Кожа души. — Подобно тому, как кости, мышцы, внутренние органы и кровеносные сосуды заключены в оболочку из кожи, которая придаёт человеку сносный вид, душевные движения и страсти тоже окружены оболочкою тщеславия: оно являет собою кожу души.
Сон добродетели. — Поспав, добродетель встанет освежённой.
Изощрённость стыда. — Люди не стыдятся иметь грязные мысли, но им стыдно думать, что их считают способными на такие грязные мысли.
Злоба — качество редкое. — Большинство людей слишком сильно заняты собою, чтобы проявлять злобу.
Стрелка весов. — Люди хвалят или хулят смотря по тому, хвала или хула дадут им больше возможности блеснуть умственными способностями.
Лука 18, 14 в исправленном виде. — Унижающий себя хочет возвыситься.
Предотвращение самоубийства. — Существует право, по которому мы отнимаем у человека жизнь, но нет права, по которому мы могли бы отнять у него смерть: это всего лишь жестокость.

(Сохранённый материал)

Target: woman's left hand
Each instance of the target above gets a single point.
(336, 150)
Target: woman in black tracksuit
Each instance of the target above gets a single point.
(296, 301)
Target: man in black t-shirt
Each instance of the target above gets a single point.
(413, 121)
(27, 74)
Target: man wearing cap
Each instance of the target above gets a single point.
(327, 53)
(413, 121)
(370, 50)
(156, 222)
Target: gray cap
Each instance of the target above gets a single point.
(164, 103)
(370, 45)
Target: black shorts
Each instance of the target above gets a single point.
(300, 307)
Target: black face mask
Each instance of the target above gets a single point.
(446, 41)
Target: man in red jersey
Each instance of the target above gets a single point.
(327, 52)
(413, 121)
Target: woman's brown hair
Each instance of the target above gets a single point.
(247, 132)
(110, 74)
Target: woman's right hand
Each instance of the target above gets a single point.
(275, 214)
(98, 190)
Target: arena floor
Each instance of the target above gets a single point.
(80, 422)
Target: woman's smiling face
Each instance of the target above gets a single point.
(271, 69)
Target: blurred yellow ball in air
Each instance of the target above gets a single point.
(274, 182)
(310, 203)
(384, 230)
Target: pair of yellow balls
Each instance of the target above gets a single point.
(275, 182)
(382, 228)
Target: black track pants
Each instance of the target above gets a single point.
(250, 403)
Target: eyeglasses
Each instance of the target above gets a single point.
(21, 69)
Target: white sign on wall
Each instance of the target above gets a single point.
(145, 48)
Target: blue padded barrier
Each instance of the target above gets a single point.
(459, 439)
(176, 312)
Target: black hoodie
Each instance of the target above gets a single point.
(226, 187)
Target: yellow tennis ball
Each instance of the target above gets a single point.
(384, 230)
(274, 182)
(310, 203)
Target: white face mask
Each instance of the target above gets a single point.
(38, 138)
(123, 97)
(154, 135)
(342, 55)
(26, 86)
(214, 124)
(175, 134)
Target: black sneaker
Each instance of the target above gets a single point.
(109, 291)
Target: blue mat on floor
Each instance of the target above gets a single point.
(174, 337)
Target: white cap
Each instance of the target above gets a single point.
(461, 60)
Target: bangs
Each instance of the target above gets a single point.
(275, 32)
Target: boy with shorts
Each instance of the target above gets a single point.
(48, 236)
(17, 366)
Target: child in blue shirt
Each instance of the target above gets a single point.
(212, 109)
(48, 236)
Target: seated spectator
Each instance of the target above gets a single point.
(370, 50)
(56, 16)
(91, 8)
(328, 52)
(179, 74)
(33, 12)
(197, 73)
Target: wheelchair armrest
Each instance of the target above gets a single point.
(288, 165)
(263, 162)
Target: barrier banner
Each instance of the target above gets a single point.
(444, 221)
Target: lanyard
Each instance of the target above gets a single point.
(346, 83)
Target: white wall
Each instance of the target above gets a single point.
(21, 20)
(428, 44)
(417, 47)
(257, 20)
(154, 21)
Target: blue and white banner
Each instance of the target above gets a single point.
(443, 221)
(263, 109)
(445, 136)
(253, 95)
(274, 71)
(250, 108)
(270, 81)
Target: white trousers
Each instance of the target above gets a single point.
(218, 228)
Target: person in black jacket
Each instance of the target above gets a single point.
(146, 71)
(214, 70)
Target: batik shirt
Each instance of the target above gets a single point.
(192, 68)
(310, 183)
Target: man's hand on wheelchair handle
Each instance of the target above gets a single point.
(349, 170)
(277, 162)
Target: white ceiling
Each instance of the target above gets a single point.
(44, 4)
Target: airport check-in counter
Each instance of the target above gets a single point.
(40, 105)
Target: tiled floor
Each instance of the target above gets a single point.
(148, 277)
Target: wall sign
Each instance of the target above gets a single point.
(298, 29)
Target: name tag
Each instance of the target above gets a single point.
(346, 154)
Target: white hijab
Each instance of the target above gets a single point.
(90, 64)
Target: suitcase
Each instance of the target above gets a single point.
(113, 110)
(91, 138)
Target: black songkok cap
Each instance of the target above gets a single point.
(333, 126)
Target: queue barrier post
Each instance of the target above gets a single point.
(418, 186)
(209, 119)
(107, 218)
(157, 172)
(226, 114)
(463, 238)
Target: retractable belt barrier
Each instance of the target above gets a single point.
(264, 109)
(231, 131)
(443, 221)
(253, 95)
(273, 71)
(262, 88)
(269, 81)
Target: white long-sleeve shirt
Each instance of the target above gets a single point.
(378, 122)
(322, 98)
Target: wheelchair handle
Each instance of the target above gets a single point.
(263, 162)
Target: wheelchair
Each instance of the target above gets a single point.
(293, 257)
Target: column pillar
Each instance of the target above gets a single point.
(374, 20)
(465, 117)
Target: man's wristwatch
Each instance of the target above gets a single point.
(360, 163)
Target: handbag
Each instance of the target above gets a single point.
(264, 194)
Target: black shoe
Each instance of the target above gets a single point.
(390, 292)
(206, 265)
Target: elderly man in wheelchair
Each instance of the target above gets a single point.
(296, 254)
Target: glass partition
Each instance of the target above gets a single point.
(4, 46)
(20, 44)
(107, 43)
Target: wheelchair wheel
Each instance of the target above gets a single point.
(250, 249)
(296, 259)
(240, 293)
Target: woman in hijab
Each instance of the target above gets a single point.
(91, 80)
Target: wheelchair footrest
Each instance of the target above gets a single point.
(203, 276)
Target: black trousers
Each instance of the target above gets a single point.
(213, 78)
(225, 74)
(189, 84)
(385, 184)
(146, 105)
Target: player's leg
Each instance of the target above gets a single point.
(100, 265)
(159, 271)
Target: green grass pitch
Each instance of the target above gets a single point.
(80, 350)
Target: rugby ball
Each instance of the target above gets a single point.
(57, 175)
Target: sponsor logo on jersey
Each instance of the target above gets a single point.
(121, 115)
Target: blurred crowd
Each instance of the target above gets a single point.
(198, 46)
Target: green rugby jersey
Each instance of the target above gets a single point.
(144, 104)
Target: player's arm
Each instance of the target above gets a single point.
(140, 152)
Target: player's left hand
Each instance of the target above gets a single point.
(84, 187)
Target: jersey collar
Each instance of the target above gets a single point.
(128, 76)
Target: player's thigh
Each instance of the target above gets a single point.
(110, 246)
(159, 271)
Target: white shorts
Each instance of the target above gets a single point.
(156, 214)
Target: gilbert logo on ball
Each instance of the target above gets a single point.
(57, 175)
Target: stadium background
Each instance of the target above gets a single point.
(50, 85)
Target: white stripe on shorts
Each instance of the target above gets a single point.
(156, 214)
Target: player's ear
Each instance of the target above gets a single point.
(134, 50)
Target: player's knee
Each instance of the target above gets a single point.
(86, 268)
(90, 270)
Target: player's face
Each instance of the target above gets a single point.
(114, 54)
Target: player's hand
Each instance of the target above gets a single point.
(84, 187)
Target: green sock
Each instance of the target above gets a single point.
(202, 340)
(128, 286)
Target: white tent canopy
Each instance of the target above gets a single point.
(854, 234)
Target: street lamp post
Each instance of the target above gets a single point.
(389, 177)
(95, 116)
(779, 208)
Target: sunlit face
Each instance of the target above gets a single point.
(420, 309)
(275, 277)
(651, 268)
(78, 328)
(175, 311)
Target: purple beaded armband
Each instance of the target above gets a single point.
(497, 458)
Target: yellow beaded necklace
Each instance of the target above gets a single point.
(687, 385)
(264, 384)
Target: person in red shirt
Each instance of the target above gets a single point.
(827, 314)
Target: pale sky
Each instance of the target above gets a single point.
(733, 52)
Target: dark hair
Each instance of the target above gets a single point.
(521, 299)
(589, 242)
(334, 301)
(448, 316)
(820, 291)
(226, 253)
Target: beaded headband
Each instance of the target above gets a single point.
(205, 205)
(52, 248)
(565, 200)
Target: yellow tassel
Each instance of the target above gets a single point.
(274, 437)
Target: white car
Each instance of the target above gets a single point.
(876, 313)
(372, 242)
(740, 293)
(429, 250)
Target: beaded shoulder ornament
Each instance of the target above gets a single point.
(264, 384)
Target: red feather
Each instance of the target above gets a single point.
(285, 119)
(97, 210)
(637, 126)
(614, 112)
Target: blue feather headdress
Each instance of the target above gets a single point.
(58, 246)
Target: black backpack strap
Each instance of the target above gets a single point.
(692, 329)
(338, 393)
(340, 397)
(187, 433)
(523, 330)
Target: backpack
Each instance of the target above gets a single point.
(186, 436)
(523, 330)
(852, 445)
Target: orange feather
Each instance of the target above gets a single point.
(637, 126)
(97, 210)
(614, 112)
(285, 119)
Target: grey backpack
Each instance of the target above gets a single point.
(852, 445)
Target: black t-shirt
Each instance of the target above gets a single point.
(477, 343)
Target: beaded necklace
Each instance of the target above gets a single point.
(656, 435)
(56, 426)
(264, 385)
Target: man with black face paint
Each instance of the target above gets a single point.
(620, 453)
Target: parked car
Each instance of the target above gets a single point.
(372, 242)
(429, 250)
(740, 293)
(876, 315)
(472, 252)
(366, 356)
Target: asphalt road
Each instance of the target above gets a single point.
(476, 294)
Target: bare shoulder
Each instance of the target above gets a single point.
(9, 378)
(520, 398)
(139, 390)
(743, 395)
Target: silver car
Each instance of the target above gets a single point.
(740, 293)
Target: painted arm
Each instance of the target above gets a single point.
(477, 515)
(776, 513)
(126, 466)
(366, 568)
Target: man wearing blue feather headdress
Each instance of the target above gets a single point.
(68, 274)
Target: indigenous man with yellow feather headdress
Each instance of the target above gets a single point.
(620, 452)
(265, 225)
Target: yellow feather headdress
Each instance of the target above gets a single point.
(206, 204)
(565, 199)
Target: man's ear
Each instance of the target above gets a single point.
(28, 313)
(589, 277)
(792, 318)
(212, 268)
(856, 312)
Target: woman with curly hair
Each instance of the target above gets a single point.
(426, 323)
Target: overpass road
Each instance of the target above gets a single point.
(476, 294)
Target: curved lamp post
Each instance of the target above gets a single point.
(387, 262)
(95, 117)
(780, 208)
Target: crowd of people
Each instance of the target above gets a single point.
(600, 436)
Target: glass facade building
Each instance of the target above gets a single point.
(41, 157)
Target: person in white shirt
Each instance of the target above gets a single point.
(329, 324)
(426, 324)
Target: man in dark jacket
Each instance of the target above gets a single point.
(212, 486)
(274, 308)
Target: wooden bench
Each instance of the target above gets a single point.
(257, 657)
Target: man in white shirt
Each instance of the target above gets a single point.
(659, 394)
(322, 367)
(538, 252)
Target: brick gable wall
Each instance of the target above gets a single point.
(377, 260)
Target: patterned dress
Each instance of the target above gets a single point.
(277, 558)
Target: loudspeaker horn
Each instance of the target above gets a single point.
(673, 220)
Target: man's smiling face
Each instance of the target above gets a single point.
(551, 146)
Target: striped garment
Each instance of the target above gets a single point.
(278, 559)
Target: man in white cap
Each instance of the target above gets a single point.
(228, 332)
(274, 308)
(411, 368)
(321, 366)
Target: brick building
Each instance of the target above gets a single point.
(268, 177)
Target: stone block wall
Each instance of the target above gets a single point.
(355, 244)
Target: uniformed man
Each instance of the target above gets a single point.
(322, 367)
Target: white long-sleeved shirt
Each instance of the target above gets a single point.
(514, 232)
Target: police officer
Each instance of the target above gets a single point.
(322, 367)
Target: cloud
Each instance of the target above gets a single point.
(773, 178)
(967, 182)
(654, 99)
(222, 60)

- **Условие задания**
Что во фрагменте текста названо кожей души? Этот материал никак не связан с фрагментом текста.

- **Полный ответ**
Тщеславие.